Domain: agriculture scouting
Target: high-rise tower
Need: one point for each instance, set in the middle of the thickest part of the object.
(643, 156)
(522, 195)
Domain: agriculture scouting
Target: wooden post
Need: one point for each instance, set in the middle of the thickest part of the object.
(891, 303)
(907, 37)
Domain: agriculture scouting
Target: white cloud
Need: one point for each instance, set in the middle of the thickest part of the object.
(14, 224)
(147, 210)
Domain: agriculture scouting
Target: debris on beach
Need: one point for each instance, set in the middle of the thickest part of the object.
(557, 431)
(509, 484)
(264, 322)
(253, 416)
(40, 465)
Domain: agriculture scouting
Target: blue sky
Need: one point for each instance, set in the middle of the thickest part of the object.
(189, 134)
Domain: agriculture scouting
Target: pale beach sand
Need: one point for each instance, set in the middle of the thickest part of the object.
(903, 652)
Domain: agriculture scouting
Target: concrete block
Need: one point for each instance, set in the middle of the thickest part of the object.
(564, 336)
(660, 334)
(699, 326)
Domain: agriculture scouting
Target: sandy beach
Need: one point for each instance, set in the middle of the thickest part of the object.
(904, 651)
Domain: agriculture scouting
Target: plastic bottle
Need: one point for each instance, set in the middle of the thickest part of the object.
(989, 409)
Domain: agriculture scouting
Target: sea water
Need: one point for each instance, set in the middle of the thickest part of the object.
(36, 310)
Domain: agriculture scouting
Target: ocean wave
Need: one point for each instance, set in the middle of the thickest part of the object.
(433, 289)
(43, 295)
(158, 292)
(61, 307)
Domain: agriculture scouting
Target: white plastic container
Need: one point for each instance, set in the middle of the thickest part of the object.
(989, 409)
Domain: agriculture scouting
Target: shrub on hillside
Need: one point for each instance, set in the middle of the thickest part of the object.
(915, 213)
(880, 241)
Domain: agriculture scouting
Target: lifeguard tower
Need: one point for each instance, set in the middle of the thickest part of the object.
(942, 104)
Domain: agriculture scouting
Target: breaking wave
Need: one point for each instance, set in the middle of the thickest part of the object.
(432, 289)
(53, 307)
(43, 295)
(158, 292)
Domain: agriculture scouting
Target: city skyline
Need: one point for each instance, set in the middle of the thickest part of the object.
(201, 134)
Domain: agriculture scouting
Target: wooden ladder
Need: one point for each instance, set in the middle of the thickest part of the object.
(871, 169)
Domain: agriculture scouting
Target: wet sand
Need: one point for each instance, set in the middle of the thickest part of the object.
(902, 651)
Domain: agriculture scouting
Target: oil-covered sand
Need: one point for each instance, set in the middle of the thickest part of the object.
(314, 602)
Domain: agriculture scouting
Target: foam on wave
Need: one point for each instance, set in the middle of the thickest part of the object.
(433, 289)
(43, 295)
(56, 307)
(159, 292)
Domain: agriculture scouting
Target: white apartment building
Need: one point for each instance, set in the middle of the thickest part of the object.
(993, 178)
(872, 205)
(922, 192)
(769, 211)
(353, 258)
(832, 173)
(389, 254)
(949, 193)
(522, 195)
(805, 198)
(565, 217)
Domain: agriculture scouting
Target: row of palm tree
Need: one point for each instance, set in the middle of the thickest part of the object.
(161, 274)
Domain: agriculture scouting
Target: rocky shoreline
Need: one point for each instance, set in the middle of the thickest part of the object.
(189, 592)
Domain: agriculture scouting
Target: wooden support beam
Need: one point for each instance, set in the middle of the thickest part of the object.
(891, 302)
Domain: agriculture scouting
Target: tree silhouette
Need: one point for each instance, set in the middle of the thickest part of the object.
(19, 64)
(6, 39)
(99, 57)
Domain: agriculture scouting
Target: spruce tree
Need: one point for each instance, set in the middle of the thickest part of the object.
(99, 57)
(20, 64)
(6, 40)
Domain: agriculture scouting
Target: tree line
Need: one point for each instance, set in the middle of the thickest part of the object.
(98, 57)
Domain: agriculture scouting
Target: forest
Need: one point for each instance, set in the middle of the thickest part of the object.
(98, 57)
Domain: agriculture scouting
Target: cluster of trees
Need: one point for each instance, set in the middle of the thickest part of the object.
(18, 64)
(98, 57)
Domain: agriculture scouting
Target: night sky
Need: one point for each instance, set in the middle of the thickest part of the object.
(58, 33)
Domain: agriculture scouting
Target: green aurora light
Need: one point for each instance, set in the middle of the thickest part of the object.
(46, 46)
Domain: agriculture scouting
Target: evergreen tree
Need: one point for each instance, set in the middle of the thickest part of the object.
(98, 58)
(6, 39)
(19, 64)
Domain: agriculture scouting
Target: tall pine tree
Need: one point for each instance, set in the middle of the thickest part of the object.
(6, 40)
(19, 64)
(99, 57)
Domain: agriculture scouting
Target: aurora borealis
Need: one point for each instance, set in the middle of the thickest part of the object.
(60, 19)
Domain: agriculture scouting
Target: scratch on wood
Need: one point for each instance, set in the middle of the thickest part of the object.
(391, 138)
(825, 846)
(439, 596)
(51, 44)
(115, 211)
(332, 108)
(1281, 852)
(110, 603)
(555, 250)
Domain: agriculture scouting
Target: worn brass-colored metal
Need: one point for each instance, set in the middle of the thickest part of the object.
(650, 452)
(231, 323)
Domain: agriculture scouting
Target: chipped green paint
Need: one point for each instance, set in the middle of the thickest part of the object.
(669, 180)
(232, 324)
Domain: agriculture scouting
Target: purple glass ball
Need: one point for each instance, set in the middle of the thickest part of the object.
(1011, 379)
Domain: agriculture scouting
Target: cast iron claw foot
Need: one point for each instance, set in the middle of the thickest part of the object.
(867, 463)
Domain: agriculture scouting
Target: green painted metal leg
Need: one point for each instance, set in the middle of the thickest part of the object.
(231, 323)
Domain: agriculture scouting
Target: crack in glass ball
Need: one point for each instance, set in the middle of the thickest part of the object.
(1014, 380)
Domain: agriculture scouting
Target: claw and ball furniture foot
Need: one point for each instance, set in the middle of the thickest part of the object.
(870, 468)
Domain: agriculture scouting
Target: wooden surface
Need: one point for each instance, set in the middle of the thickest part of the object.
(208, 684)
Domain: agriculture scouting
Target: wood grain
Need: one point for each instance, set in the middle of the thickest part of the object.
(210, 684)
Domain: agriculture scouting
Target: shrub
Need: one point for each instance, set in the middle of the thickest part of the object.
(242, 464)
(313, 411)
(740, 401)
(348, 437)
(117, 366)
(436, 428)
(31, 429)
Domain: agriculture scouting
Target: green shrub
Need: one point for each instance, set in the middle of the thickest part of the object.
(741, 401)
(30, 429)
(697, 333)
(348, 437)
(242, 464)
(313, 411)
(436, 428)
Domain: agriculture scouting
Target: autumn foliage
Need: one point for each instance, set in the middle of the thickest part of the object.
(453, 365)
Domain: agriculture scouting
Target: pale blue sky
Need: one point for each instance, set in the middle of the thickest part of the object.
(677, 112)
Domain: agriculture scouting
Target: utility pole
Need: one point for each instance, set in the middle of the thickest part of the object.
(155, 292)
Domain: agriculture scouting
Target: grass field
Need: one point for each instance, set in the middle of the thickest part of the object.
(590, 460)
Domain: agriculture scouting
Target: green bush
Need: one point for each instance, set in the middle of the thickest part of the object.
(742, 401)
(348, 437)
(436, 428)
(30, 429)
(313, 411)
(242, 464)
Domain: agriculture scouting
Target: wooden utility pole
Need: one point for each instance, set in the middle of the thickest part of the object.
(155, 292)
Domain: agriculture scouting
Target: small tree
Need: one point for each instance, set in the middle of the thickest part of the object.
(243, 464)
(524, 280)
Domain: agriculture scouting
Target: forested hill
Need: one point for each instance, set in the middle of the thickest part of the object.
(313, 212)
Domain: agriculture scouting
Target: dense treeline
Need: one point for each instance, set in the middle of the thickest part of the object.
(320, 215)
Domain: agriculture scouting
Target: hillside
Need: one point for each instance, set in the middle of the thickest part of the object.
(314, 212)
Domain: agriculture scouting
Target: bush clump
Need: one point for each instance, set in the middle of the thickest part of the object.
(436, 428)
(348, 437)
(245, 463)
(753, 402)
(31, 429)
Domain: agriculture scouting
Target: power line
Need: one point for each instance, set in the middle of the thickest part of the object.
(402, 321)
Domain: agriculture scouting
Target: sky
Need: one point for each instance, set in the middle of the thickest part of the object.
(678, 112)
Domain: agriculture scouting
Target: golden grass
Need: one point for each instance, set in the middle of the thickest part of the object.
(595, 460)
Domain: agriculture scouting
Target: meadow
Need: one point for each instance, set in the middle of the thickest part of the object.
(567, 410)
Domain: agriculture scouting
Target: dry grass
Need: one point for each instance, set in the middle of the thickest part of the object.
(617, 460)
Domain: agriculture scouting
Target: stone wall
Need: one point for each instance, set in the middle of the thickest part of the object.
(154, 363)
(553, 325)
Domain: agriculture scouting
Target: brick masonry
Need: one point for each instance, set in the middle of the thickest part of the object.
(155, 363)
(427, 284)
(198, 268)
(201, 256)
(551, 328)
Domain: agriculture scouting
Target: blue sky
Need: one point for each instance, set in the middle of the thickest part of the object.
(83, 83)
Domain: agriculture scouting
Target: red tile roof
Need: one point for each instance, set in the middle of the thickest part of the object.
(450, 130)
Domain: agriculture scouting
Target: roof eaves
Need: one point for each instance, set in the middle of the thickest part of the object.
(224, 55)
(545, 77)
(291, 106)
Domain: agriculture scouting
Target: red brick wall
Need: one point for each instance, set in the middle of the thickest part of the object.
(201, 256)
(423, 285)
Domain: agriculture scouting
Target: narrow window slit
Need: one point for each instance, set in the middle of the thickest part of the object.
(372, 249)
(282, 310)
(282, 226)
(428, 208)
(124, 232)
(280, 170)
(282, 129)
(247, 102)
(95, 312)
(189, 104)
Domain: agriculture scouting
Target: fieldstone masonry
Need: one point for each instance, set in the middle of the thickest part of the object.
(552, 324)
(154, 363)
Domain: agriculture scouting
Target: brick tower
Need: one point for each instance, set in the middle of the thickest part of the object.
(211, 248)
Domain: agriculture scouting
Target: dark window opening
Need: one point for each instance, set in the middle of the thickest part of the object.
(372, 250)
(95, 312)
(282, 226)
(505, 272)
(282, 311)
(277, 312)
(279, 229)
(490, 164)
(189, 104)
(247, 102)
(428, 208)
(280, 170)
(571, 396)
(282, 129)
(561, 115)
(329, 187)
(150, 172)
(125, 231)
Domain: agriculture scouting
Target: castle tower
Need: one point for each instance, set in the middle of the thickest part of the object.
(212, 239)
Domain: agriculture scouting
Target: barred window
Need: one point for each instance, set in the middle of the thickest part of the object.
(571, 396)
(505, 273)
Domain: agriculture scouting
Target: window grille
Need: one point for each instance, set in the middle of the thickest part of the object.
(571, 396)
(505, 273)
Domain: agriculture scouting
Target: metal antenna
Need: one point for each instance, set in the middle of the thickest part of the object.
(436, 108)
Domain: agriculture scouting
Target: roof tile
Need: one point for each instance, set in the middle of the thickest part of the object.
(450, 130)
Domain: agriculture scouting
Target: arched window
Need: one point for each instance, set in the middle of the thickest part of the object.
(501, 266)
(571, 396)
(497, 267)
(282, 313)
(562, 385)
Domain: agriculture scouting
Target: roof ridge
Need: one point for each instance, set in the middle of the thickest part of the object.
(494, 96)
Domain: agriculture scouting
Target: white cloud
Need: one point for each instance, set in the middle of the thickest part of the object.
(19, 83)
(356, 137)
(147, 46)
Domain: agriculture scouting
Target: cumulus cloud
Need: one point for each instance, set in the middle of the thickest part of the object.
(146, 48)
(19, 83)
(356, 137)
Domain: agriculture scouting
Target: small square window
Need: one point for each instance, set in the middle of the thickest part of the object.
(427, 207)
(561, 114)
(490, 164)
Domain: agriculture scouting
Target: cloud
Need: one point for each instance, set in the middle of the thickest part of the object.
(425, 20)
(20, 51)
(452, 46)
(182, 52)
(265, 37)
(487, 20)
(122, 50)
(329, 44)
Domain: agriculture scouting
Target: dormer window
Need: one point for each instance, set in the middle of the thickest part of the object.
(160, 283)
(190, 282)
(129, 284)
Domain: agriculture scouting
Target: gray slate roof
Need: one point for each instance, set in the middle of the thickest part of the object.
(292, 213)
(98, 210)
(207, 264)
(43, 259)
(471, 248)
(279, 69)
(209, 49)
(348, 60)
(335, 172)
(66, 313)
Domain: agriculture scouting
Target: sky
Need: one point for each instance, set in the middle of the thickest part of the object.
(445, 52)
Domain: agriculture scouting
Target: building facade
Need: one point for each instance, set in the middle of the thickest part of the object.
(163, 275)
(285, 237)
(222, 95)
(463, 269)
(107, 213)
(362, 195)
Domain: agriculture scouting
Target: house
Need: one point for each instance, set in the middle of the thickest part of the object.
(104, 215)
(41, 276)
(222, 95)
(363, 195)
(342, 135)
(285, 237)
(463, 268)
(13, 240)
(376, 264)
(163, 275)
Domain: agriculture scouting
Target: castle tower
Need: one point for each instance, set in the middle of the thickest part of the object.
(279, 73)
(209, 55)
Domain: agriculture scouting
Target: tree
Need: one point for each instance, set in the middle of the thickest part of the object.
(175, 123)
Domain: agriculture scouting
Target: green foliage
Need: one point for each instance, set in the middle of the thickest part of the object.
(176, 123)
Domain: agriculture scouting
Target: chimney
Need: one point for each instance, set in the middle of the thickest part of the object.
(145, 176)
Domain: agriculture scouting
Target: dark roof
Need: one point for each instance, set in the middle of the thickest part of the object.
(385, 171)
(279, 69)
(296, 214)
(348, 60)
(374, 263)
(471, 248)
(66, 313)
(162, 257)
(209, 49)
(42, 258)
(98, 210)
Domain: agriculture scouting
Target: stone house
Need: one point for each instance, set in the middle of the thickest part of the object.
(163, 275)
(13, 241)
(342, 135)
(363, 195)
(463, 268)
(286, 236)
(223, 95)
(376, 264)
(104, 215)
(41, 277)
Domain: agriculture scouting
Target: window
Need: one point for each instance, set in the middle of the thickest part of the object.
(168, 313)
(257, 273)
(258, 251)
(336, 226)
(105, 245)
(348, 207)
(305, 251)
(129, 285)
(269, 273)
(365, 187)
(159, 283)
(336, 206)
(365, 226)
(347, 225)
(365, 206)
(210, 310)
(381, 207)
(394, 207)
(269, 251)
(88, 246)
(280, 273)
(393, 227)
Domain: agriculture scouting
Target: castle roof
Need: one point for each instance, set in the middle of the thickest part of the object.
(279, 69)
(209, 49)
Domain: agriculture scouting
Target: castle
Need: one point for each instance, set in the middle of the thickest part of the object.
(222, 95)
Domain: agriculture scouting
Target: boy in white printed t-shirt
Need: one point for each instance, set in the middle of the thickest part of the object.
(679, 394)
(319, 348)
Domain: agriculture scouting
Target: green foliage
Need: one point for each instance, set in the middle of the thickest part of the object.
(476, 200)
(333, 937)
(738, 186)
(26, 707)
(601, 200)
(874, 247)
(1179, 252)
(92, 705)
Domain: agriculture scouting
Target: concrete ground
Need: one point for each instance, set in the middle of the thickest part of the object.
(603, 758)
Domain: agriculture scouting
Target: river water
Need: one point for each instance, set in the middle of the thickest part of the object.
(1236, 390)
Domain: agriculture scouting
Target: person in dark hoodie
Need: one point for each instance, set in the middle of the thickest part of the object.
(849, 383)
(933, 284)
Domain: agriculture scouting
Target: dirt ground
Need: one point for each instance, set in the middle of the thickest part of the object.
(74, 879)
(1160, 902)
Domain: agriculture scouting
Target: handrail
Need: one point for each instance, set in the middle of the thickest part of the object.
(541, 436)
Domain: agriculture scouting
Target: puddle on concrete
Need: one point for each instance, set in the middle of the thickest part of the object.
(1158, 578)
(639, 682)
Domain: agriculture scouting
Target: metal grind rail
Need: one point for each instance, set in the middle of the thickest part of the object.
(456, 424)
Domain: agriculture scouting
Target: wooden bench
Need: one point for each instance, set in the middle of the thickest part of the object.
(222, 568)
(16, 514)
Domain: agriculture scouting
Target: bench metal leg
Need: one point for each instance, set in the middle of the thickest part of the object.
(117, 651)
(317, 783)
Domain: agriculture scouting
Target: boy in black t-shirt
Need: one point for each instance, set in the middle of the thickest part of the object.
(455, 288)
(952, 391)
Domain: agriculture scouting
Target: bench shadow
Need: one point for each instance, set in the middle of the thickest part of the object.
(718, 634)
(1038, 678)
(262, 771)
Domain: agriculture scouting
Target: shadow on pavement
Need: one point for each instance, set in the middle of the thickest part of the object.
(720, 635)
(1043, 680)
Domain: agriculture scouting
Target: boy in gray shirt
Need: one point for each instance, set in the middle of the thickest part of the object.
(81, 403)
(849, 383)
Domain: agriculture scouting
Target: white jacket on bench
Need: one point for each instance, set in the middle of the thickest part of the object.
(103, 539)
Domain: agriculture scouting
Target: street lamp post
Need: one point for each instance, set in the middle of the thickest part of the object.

#####

Task objective: Only the lines containing "shrub" are needed; copy each of them from the data.

Result for this task:
Target: shrub on hillside
Target: shrub
Target: green shrub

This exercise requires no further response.